_Written request_
Retype all of the entries word for word.

::: Exercise materials

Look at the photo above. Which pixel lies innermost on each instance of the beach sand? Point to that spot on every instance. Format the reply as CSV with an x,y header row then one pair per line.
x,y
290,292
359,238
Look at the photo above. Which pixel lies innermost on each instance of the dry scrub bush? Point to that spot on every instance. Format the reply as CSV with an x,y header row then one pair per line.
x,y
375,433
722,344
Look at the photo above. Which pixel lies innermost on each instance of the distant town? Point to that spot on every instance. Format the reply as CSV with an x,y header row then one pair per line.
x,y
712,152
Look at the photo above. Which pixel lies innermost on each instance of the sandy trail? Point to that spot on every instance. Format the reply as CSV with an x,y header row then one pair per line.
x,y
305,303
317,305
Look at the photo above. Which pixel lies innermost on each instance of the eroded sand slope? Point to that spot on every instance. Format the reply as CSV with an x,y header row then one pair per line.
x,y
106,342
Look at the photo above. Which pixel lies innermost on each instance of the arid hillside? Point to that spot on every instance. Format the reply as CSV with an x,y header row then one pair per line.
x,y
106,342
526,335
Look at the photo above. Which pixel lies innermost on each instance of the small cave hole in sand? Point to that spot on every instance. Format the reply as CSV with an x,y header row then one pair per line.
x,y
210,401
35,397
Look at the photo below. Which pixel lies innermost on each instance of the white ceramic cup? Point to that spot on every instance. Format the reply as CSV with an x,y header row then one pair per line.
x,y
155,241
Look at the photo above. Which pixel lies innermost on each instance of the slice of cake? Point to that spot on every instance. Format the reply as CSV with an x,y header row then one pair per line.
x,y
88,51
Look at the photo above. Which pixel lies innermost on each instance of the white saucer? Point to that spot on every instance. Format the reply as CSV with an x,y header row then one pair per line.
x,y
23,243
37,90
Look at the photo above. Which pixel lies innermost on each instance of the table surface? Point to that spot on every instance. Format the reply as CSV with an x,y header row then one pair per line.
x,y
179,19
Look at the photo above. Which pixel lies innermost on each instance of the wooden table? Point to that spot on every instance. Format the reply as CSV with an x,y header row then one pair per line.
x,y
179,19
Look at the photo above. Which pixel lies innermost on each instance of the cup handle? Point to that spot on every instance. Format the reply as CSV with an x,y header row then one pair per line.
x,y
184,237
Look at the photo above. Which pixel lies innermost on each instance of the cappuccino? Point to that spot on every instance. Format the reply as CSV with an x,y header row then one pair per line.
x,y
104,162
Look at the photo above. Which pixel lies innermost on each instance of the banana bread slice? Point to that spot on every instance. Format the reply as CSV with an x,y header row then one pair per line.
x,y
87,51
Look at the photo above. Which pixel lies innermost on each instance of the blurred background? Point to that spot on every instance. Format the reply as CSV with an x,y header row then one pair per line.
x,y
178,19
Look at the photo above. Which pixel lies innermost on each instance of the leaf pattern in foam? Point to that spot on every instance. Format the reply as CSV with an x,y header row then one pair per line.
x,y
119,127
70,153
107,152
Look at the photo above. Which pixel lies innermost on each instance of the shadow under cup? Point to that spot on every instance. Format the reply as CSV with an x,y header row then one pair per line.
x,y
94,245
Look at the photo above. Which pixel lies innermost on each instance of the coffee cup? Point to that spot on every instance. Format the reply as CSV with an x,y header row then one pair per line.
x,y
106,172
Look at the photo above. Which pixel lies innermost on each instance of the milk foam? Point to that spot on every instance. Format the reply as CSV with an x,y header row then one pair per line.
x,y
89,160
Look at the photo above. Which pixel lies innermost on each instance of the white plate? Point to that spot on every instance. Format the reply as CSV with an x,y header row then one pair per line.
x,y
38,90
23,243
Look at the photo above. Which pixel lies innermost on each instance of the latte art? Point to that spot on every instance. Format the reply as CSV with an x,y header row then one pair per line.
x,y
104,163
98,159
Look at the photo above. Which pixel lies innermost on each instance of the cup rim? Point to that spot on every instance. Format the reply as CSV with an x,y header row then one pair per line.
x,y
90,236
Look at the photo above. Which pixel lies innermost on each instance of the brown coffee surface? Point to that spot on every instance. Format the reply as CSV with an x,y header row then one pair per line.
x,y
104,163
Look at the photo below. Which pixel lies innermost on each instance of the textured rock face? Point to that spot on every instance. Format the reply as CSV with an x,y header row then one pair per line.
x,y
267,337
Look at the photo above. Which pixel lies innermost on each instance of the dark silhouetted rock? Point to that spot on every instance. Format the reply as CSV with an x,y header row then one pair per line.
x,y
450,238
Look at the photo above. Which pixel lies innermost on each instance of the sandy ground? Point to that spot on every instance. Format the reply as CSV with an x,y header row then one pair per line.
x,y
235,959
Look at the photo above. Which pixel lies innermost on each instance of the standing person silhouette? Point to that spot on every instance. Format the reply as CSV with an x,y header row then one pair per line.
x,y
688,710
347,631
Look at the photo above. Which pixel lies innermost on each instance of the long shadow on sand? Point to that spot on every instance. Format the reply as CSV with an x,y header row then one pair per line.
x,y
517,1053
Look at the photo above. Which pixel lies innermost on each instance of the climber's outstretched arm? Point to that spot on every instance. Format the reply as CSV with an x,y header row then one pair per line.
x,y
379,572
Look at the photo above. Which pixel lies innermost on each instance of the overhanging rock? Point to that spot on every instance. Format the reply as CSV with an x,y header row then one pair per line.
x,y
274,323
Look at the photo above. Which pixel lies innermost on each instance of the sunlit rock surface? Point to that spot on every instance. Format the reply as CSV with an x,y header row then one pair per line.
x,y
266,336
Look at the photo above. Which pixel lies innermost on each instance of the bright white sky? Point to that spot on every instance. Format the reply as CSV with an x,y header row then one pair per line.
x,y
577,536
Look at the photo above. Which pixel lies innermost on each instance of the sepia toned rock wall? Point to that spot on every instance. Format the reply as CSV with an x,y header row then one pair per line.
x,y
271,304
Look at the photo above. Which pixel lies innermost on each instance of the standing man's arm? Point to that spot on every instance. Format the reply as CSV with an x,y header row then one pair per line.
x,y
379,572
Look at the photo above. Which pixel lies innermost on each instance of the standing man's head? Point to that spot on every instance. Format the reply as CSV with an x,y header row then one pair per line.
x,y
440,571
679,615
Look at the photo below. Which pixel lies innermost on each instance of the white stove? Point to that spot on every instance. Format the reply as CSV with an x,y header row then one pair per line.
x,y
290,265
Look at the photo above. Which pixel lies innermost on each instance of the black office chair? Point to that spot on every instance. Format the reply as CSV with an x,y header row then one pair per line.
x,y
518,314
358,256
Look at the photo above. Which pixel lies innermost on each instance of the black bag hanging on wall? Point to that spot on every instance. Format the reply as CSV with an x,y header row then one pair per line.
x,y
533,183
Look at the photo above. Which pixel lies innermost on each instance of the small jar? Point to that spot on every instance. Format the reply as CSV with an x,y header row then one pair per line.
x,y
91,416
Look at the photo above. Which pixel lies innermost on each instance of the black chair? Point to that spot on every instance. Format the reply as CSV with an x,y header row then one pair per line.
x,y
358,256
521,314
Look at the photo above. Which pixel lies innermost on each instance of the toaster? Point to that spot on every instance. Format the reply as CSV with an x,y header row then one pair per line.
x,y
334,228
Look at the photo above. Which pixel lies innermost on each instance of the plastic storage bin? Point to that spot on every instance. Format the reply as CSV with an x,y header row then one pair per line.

::::::

_Response to this task_
Look at the photo above. Which pixel lies innermost on each instance of the beach sand? Point to that spot on every instance. Format the reply as CSV with an x,y header row then one pair per line.
x,y
290,292
359,238
Look at the photo above. Which pixel lies innermost on each instance of the dry scrub bush? Point to that spot on every instance. Format the reply as CSV with an x,y header row then one pair per line.
x,y
375,433
722,344
Look at the photo above. Which pixel lies innermost on each instance of the distant town? Point to that spot on every instance. Format the reply as CSV with an x,y header row then one pair per line.
x,y
712,152
Look at the photo above. Which pixel lies innermost on each instance of the sandy trail? Point to that spot on every instance. Format the reply as CSV with an x,y header row then one pair per line.
x,y
305,303
317,305
Look at the photo above. Which pixel lies innermost on each instance of the eroded sand slope? Point to that spot on every instance. Format the reply as CSV with an x,y header row then one pair per line.
x,y
106,342
Look at the photo above. Which pixel lies innermost on each instance of the arid hillside? Point to that spot on every instance. Format the reply as CSV with an x,y header row then one pair per line.
x,y
106,342
526,335
Look at the photo above. Which pixel lies innermost on each instance of the small cave hole in sand? Point to that spot on every instance. Format the reply as CSV with an x,y header row then one pair per line.
x,y
210,401
35,397
Look at the photo below. Which pixel lies innermost on each instance of the white ceramic cup? Point to that spot on every instance. Format the reply as CSV with an x,y header row then one pair per line.
x,y
155,241
Look at the photo above. Which pixel lies innermost on each instance of the slice of cake? Point to that spot on every instance. Format the reply as CSV with an x,y header row then one pair per line.
x,y
88,51
Look at the photo above. Which pixel lies innermost on each instance of the white saucer? Point to that spot on every instance. Format the reply as CSV with an x,y header row then one pair per line.
x,y
23,243
37,90
Look at the photo above. Which pixel lies innermost on each instance of the table surface? Point to that spot on every instance. Format the reply as CSV with an x,y header row then one pair per line.
x,y
179,19
Look at the photo above. Which pixel lies innermost on each instance of the wooden table? Point to that spot on every instance. Format the reply as CSV with an x,y header row then one pair per line.
x,y
179,19
Look at the photo above. Which pixel lies innermost on each instance of the cup handle? Point to that spot on every instance. Format the reply as CSV with an x,y header row then one pair per line.
x,y
184,237
Look at the photo above. Which pixel lies innermost on each instance of the cappuccino? Point to that spot on every instance. Format the reply as CSV with an x,y header row then one pair per line.
x,y
104,162
Look at the photo above. Which pixel lies innermost on each instance of the banana bread slice? Point to that spot on every instance. Format the reply as CSV with an x,y header row then one pair per line.
x,y
87,51
Look at the photo above. Which pixel lies innermost on each instance of the blurred background? Point to that spot on every instance. Format the reply as CSV with an x,y header row then one pair per line.
x,y
178,19
Look at the photo above. Which pixel lies innermost on each instance of the leaf pattern in foam? Point to that spot on every instance. Format the reply as CSV with an x,y header row then one pair per line.
x,y
119,127
70,153
107,152
Look at the photo above. Which pixel lies innermost on each instance of the shadow under cup? Point to that spot on every instance. Format the reply as CSV with an x,y header row then one pair per line.
x,y
94,245
Look at the photo above. Which pixel lies innermost on each instance of the coffee cup? Point to that spot on every instance. Format the reply as CSV with an x,y header row then one pair per line.
x,y
106,172
Look at the photo above. Which pixel lies innermost on each instance of the milk foam? Point to that spot on every instance. Format the reply as CSV with an x,y header row then one pair per line.
x,y
89,160
Look at the photo above. Which pixel lies innermost on each instance of the white plate? Point to that spot on every instance. Format the reply as CSV with an x,y header row then one pair per line.
x,y
38,90
23,243
Look at the photo above. Which pixel lies innermost on each instance of the latte art? Point to that spot on every instance. Format the reply as CSV with an x,y header row then one pair per line.
x,y
104,163
98,159
Look at the photo above. Which pixel lies innermost on each instance of the cup rim? Point to that spot on every instance. Format the reply as CSV with an x,y header row then one pair per line.
x,y
90,236
Look at the photo above. Which pixel lies innermost on each instance of the brown coffee surface? Point to that spot on every instance. Format the reply as CSV with an x,y header row then one pair per line.
x,y
104,163
Look at the photo below. Which pixel lies innermost on each instance of the textured rock face? Point to that spot on every instance. Format the reply as CSV with an x,y header row then one pair per line.
x,y
267,337
Look at the photo above. Which pixel lies innermost on each instance of the dark silhouetted rock? Point to that spot on every instance. Format the reply as CSV with an x,y header row then one pair per line.
x,y
450,238
Look at the photo above. Which pixel lies innermost on each instance of the sandy ground? Point to that spot on every instance. Format the reply as CSV with an x,y header row then one pair per line.
x,y
235,959
Look at the photo above. Which pixel lies innermost on each instance of the standing person silhouette? Point to that spot on every instance. Format the reply as CSV with an x,y header row then one pair per line.
x,y
688,710
347,631
Look at the photo above. Which pixel lies innermost on each instance of the long shadow on sand? Point to that spot on every instance. Format the reply as CSV with an x,y header row then one pair per line.
x,y
517,1053
Look at the photo above. Which pixel lies innermost on each instance of the climber's outstretched arm? Point to that spot on every instance. Format the reply as CSV with an x,y header row then one pair per line.
x,y
379,572
Look at the photo above. Which pixel lies innermost on each instance of the overhanging rock? Point to that spot on every instance. Format the reply as CSV with an x,y header row then one pair per line.
x,y
274,323
Look at the photo above. Which pixel lies innermost on each instance of the sunlit rock surface? Point to that spot on every instance. Format the reply as CSV with an x,y header row then one pair per line.
x,y
266,336
Look at the photo above. Which pixel lies innermost on each instance of the bright white sky? Point to that spot on every instance. Format the reply as CSV with an x,y header row then one pair per line.
x,y
577,536
Look at the photo above. Which pixel lies innermost on each instance of the sepia toned rock wall? Point to that spot on every instance. Format the reply as CSV with an x,y header row then one pair per line.
x,y
271,304
Look at the photo above. Which pixel lies innermost on each instance of the standing man's arm? Point to that spot on every instance. Format the reply as CSV with an x,y header row then one pair per line.
x,y
379,572
Look at the photo above. Which pixel lies innermost on each instance of the standing man's head? Point to that spot on every instance. Format the reply as CSV with an x,y header row then one pair per line.
x,y
440,571
679,615
Look at the photo below. Which pixel lies innermost on each instance of the white stove? Point to that spot on every instance. Format the reply as CSV with an x,y header row then one pair per line.
x,y
290,265
Look at the photo above. Which pixel lies innermost on each instance of the black office chair? Point to that spot on every instance. Format the reply as CSV with an x,y header row then one pair per line.
x,y
518,314
358,256
Look at the photo above. Which pixel lies innermost on each instance of the black bag hanging on wall? Point to that spot on every instance. Format the reply as CSV with an x,y header row then one pair per line.
x,y
533,183
Look at the photo above. Which pixel lies innermost on each instance of the small jar? Point to that spot on every instance. Format the reply as CSV with an x,y header row then one pair per line.
x,y
91,416
Look at the photo above. Which pixel lies innermost on each instance of the black chair? Point to that spot on every instance. Format the reply as CSV with an x,y header row then one pair per line.
x,y
358,256
521,314
Look at the photo above. Which pixel lies innermost on each instance of the toaster? Point to that spot on every instance. Format the reply as CSV with an x,y header row then one pair per line.
x,y
334,228
Look at the photo above. Which pixel lies innermost on each instance of the plastic storage bin? Point to that spot on every instance. Format the reply as CSV with an x,y header row then one pair per line.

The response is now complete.